(Stored dataset items)
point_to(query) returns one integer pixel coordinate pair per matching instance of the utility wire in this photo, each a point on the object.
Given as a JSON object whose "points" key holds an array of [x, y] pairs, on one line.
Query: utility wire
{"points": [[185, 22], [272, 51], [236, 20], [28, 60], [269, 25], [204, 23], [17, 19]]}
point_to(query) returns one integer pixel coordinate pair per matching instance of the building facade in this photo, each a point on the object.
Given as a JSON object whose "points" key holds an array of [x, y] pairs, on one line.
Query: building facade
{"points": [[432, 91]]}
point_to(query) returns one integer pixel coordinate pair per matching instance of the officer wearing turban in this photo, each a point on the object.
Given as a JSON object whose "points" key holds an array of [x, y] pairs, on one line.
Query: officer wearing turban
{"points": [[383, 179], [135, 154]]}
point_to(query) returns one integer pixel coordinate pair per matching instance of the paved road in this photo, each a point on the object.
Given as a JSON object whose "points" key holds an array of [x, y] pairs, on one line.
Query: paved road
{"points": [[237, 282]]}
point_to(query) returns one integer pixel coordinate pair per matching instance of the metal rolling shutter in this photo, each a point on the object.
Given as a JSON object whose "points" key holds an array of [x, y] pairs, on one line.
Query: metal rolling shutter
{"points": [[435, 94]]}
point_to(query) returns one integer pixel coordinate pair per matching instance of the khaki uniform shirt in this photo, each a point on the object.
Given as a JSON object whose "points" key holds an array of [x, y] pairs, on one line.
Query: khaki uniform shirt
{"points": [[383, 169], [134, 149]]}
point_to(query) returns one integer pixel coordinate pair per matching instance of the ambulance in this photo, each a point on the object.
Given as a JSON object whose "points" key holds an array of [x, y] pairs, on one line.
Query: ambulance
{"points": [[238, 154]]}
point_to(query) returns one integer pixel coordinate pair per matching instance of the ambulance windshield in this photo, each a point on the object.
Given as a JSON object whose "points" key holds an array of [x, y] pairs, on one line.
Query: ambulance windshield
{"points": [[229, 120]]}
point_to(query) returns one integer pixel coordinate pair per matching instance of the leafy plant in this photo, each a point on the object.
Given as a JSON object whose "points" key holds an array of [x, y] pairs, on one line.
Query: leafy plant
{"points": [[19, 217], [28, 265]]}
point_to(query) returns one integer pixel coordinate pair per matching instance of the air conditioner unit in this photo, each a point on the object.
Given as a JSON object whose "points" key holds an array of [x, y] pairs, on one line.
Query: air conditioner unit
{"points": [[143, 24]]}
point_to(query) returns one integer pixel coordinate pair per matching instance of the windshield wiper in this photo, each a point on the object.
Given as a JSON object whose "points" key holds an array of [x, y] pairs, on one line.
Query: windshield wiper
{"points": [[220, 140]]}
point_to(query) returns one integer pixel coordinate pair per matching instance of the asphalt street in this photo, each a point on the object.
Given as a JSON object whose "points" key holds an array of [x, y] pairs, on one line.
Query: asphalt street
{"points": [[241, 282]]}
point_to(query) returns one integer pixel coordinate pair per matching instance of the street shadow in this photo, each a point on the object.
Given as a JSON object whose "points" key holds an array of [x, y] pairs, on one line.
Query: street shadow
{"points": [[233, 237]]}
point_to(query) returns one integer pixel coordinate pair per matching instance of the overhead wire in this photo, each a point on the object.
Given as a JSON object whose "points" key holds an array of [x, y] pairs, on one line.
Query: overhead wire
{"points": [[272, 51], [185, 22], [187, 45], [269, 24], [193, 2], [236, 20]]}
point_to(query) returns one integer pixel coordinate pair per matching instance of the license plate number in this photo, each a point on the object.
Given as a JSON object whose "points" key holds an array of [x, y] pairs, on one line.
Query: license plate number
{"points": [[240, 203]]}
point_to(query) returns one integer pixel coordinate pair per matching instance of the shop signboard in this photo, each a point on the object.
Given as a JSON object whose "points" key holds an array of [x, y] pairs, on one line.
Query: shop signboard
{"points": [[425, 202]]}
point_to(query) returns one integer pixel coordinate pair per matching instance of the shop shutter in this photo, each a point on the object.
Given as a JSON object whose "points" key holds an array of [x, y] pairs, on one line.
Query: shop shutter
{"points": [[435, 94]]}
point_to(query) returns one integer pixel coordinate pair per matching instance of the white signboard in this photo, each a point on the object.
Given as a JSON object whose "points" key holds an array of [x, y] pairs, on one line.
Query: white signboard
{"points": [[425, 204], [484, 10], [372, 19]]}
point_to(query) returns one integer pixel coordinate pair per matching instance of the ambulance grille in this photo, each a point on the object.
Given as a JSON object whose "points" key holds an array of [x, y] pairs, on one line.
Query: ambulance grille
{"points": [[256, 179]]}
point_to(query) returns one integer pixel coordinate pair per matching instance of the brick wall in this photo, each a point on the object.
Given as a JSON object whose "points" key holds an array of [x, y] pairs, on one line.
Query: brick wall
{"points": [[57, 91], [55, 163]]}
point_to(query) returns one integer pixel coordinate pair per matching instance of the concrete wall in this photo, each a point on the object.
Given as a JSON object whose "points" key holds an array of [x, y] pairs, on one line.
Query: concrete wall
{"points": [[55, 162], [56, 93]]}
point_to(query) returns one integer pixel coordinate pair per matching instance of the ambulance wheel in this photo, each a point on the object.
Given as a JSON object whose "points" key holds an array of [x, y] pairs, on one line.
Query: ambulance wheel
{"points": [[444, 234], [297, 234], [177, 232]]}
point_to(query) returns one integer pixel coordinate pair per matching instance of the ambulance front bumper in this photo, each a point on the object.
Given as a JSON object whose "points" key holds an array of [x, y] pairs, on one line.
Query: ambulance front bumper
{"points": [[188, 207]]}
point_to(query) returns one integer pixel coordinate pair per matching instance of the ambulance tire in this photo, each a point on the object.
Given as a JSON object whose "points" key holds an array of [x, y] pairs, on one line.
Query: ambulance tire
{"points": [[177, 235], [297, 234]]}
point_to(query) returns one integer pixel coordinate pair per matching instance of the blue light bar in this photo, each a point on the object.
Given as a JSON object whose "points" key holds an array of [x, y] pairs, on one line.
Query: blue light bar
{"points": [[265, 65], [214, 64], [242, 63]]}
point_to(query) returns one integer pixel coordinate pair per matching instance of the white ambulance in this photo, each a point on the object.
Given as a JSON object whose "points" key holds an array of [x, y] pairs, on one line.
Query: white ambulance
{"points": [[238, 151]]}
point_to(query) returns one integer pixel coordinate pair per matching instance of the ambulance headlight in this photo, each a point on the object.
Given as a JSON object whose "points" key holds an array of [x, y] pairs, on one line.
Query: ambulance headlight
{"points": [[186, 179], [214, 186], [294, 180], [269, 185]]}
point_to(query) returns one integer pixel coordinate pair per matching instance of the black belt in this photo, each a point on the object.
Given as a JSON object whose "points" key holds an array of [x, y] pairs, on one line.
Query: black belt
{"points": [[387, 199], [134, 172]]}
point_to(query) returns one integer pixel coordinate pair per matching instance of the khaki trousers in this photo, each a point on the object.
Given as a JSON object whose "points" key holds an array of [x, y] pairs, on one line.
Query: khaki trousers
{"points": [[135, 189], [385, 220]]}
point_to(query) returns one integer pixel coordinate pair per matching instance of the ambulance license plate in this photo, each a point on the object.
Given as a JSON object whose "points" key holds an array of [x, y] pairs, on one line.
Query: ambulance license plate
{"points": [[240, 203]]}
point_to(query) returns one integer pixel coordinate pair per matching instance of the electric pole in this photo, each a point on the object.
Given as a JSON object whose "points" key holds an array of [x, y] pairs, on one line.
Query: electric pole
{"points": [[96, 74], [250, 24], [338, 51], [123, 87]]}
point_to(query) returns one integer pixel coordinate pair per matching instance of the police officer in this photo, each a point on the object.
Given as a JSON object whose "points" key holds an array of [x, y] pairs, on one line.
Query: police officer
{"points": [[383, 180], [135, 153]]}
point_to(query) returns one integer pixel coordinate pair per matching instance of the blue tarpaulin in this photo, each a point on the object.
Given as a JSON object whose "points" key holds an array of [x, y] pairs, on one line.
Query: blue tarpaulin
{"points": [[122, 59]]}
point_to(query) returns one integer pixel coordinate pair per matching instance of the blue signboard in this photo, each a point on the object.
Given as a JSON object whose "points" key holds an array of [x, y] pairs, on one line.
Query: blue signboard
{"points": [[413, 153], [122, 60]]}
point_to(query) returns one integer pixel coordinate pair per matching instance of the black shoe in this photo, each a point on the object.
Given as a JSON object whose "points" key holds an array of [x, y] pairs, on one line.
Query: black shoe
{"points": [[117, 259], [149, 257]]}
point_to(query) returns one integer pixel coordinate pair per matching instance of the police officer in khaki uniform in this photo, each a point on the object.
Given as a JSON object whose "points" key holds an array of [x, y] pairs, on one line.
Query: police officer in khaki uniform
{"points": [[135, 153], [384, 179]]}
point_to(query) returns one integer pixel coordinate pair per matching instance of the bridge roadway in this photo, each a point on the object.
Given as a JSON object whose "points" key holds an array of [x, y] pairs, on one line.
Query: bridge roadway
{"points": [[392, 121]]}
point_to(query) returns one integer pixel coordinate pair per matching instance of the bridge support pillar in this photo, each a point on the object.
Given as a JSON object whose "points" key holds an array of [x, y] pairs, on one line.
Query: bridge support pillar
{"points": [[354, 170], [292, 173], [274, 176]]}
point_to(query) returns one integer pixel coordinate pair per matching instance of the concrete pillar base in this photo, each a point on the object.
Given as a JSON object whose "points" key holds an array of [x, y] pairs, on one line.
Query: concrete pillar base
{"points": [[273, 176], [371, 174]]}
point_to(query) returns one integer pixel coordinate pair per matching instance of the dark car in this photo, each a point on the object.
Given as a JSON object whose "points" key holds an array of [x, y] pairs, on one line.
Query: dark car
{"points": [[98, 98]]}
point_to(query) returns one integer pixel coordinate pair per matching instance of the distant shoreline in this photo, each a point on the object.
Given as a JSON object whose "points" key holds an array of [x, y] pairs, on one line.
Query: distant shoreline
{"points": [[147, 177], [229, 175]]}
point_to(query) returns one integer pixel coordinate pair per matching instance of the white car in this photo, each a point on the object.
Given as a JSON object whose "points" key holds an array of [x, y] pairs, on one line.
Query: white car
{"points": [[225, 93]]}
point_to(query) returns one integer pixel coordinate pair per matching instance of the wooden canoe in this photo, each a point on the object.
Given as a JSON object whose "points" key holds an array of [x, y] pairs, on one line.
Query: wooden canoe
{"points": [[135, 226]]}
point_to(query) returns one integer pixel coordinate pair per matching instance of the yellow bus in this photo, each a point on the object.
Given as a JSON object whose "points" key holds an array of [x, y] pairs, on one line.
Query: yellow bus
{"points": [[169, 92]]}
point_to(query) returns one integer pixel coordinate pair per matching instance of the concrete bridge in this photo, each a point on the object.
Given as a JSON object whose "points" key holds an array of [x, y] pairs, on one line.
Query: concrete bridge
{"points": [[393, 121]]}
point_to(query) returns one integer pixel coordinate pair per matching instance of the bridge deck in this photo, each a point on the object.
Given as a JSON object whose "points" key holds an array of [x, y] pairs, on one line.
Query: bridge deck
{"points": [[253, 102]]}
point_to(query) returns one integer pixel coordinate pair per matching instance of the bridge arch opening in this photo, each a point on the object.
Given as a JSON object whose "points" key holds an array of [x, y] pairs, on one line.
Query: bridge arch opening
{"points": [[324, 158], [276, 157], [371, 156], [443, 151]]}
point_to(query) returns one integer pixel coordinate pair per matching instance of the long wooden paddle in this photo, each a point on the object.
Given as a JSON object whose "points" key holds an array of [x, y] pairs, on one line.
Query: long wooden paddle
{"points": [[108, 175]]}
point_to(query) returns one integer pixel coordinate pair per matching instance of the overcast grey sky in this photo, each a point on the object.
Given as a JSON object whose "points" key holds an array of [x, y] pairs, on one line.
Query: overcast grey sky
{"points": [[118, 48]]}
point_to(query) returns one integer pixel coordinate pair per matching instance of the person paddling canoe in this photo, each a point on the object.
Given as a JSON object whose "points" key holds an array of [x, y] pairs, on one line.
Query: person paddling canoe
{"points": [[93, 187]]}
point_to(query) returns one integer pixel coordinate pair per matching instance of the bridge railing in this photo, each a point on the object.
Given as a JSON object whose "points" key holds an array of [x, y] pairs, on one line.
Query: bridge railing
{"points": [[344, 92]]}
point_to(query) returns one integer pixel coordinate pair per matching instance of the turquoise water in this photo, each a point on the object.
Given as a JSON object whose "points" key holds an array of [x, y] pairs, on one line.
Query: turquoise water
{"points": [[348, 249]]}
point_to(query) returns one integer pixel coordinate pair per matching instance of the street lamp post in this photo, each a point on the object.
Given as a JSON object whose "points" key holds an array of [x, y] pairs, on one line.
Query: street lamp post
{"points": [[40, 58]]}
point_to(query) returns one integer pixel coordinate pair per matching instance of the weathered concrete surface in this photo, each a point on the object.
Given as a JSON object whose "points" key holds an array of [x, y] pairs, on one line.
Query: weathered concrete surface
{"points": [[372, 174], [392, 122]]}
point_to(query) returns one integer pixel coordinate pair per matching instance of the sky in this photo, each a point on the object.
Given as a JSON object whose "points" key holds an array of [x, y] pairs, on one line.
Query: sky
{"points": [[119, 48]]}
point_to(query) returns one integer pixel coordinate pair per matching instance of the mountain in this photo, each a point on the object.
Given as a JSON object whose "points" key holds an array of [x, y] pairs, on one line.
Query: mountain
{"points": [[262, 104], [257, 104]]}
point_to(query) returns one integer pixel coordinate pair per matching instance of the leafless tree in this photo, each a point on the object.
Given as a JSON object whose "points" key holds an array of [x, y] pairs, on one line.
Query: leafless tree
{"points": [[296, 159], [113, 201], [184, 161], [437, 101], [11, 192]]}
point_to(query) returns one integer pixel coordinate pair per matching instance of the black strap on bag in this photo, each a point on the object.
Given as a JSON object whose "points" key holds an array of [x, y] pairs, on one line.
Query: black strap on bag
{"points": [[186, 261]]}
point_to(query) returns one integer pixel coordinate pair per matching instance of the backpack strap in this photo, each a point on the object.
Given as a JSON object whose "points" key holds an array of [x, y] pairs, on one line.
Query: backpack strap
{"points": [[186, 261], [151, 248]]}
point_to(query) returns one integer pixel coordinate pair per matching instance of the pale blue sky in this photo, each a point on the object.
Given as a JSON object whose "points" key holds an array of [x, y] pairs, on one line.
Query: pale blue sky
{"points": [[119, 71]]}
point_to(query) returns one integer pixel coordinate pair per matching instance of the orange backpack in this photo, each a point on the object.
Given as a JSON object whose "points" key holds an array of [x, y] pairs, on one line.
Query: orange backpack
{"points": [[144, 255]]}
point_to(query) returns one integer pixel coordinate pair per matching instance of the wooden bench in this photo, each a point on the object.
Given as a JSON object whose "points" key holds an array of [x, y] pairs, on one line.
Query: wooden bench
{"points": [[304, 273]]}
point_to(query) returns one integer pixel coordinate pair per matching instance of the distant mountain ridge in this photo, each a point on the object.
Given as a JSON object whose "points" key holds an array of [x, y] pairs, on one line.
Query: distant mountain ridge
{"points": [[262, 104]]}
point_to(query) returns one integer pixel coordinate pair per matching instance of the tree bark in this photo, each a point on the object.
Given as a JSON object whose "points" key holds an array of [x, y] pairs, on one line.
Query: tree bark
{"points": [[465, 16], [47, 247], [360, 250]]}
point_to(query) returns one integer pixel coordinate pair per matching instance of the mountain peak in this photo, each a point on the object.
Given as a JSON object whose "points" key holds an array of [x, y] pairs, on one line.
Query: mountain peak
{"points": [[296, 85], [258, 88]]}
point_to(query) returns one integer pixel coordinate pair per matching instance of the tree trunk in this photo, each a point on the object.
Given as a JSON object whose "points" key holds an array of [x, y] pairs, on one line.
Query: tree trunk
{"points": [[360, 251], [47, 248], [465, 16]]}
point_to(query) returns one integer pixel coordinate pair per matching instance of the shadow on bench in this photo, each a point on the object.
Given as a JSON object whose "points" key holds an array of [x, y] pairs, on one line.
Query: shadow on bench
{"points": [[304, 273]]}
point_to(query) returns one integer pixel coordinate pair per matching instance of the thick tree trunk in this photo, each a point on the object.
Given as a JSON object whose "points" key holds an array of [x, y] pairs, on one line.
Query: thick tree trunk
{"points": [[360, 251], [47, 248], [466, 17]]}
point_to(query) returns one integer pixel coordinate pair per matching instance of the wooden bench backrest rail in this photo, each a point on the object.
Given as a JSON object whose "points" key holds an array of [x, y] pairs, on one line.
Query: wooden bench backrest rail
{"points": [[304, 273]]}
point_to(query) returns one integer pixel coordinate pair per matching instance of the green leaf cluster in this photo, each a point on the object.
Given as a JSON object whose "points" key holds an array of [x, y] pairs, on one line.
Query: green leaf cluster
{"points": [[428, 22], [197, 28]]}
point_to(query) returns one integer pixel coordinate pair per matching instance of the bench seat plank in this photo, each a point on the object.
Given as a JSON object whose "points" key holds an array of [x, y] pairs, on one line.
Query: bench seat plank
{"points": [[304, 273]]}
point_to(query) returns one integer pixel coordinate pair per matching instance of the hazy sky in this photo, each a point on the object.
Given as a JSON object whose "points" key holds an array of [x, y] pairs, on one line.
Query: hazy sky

## What is required
Put the lines of the data from the line containing "of the bench" through the line containing "Query: bench seat plank" into a Markdown table with the columns Row and Line, leaving out blank lines.

## Response to the exercise
| Row | Line |
|---|---|
| 1 | point_to(query) returns one integer pixel coordinate pair per matching instance of the bench seat plank in this photo, each a point on the object. |
| 2 | Given as a JSON object whose "points" key holds an array of [x, y] pairs, on one line. |
| 3 | Query: bench seat plank |